PÁGINA:
....
Un poco tarde me percaté de que lo mejor que
hacía en la vida era escribir. Y me digo esto al margen de que lo haga bien o
no. Para algunos sí, sin duda, y puede que para otros no, también sin duda.
Pero antes de llegar a ese convencimiento
escribía sin más, con el ánimo de estar haciendo algo para lo que me creía
dotado. Un buen día tuve un número determinado de cuentos que sometidos a una
prudente poda podían convertirse en libro. Y así fue.
En el periódico en el que trabajaba me debían un
dinero que con seguridad nunca me pagarían, pero la empresa tenía su imprenta,
además de su propia infraestructura y personal para el trabajo de preprensa.
Luego de una conversación fugaz con el director del periódico, nos pusimos de
acuerdo en que parte de lo que me debían me sería pagado imprimiendo mi libro,
que para entonces solo existía como documento de word en la 386 usada que la
empresa me había dado también a modo de pago o amortización. Yo quería
quinientos ejemplares. Desear más me parecía estar apuntando a best seller. Sin
embargo, cuando me entregó el presupuesto, el director había hecho un estimado
por mil ejemplares. Le dije que era demasiado, pero terminó de convencerme
cuando me dijo que la diferencia entre quinientos y mil la hacían solamente
cien dólares. “Y de repente los vendes”, me dijo. Cuando lo escuché me pareció
que solo faltaba añadir a su frase, después de la coma, el afectuoso
“hermanito”. Sea, me dije, y entré al ruedo.
....
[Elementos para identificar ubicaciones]
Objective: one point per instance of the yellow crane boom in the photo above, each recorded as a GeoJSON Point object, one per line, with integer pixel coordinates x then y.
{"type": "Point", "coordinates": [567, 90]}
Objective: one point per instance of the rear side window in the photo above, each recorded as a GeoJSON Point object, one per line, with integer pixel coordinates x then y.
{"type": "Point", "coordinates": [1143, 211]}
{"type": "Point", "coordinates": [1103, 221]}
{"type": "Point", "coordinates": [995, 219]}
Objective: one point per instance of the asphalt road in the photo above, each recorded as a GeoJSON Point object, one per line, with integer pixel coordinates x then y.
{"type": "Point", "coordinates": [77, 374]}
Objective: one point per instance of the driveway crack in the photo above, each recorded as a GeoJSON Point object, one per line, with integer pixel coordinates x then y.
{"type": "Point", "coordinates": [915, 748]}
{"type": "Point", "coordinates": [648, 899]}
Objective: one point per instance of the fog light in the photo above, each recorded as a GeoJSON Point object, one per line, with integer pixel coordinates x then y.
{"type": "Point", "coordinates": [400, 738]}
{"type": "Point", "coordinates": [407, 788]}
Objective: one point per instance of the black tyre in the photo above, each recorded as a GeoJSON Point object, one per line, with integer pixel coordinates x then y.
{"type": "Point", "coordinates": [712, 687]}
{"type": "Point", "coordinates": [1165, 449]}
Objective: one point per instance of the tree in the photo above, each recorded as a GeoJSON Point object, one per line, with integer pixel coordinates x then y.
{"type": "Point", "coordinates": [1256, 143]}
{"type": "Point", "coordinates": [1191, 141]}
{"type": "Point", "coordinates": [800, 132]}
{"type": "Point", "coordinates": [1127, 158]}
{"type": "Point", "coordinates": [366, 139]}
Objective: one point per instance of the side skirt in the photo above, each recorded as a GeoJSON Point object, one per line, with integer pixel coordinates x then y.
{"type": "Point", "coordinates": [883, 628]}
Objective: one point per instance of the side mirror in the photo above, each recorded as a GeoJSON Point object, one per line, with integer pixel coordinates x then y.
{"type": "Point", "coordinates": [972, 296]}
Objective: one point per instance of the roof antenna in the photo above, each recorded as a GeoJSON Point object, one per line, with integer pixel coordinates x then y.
....
OBJETIVO 1:
Según la página, ¿cuántos ejemplares quería imprimir quien narra?
OBJETIVO 2:
Cambia "escribir" por "pintar" y reproduce el fragmento de la página desde "Un poco tarde" hasta "también sin duda.", este último incluido.
Las filas no intervienen en esto.

RESPUESTA DEL EJERCICIO 1:
Quinientos ejemplares.

RESPUESTA DEL EJERCICIO 2:
Un poco tarde me percaté de que lo mejor que
hacía en la vida era pintar. Y me digo esto al margen de que lo haga bien o
no. Para algunos sí, sin duda, y puede que para otros no, también sin duda.